▶ [DATA FOR PROCESSING]

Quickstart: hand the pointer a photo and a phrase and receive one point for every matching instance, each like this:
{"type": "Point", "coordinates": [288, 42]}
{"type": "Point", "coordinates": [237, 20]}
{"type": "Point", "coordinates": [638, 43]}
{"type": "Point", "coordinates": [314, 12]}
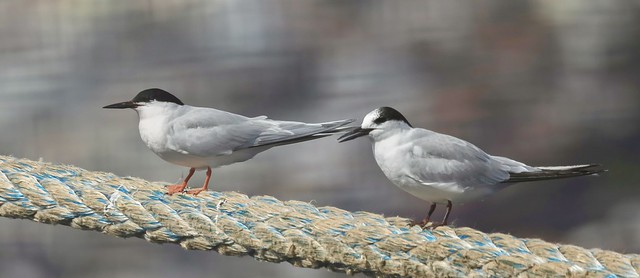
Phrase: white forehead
{"type": "Point", "coordinates": [367, 122]}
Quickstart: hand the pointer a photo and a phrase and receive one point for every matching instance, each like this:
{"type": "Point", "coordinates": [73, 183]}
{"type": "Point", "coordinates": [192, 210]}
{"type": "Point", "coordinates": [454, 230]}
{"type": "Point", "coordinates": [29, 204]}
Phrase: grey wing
{"type": "Point", "coordinates": [452, 163]}
{"type": "Point", "coordinates": [287, 132]}
{"type": "Point", "coordinates": [209, 132]}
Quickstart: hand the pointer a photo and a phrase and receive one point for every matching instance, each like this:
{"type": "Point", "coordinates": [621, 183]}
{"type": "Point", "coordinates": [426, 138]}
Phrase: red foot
{"type": "Point", "coordinates": [176, 188]}
{"type": "Point", "coordinates": [196, 191]}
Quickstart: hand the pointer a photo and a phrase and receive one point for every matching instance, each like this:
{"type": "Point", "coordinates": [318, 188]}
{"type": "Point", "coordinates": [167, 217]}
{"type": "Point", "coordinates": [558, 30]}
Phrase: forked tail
{"type": "Point", "coordinates": [556, 172]}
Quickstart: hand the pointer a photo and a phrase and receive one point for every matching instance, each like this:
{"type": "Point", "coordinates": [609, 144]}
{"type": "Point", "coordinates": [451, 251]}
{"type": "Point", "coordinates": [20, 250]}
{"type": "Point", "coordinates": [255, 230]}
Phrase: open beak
{"type": "Point", "coordinates": [122, 105]}
{"type": "Point", "coordinates": [355, 133]}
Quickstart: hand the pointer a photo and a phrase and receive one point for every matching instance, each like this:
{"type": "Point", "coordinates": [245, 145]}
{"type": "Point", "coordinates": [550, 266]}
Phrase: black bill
{"type": "Point", "coordinates": [355, 133]}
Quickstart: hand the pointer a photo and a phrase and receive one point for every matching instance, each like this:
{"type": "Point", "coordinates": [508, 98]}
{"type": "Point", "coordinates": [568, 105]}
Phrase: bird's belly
{"type": "Point", "coordinates": [200, 162]}
{"type": "Point", "coordinates": [442, 192]}
{"type": "Point", "coordinates": [431, 193]}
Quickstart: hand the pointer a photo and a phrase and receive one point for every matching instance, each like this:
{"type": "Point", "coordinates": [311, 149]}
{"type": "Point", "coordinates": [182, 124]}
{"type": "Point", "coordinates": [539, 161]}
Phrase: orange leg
{"type": "Point", "coordinates": [172, 189]}
{"type": "Point", "coordinates": [204, 187]}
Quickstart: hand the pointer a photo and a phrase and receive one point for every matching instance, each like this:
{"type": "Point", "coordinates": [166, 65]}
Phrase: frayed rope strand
{"type": "Point", "coordinates": [271, 230]}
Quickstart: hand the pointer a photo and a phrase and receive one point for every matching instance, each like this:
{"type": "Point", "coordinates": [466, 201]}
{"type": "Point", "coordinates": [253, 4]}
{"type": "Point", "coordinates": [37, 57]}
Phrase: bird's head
{"type": "Point", "coordinates": [377, 122]}
{"type": "Point", "coordinates": [146, 98]}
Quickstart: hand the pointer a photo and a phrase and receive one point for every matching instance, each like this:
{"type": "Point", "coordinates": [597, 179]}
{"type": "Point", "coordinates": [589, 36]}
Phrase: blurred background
{"type": "Point", "coordinates": [544, 82]}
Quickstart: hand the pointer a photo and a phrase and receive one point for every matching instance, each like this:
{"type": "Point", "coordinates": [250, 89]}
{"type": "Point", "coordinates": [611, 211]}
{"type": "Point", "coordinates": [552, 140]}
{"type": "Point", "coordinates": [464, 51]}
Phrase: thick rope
{"type": "Point", "coordinates": [296, 232]}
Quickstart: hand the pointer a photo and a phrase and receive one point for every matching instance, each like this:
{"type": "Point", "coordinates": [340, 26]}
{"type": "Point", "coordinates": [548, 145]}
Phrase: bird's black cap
{"type": "Point", "coordinates": [146, 96]}
{"type": "Point", "coordinates": [390, 114]}
{"type": "Point", "coordinates": [156, 94]}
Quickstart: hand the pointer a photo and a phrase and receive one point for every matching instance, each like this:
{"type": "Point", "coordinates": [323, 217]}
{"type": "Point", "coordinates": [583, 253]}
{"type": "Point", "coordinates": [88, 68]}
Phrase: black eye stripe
{"type": "Point", "coordinates": [156, 94]}
{"type": "Point", "coordinates": [389, 114]}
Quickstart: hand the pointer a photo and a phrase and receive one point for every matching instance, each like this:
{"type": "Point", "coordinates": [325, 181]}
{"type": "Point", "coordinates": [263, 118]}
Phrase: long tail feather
{"type": "Point", "coordinates": [556, 172]}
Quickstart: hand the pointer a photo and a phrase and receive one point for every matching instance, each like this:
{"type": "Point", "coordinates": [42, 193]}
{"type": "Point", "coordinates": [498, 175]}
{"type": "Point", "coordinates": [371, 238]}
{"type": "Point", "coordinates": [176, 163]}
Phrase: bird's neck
{"type": "Point", "coordinates": [154, 124]}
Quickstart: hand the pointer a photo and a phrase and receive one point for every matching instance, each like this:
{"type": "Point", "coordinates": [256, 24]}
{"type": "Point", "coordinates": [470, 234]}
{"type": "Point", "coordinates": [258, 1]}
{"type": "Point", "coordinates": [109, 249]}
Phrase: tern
{"type": "Point", "coordinates": [204, 138]}
{"type": "Point", "coordinates": [443, 169]}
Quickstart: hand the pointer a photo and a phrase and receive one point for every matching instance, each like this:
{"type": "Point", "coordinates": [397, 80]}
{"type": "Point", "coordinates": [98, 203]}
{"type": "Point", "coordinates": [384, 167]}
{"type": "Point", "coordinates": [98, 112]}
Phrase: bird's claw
{"type": "Point", "coordinates": [176, 188]}
{"type": "Point", "coordinates": [195, 192]}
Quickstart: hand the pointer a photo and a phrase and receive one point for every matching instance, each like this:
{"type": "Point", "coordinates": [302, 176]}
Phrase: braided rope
{"type": "Point", "coordinates": [296, 232]}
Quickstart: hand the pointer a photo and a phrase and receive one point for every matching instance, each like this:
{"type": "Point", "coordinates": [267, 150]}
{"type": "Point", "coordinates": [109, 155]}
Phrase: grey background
{"type": "Point", "coordinates": [544, 82]}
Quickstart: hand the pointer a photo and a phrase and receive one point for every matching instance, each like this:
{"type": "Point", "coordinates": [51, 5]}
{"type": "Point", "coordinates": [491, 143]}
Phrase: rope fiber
{"type": "Point", "coordinates": [271, 230]}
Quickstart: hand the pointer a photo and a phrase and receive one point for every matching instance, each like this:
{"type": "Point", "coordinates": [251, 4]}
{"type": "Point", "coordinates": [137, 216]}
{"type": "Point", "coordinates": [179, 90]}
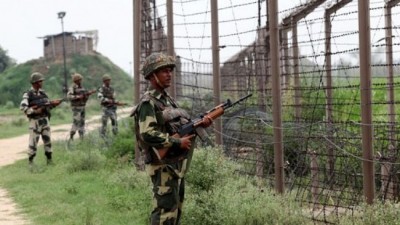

▶ [TASK] Please pick out every line in the entries that contains the word "black". Case counts.

▶ [SOLUTION TO THIS TASK]
Phrase: black bill
Phrase: bird's black cap
Phrase: black eye stripe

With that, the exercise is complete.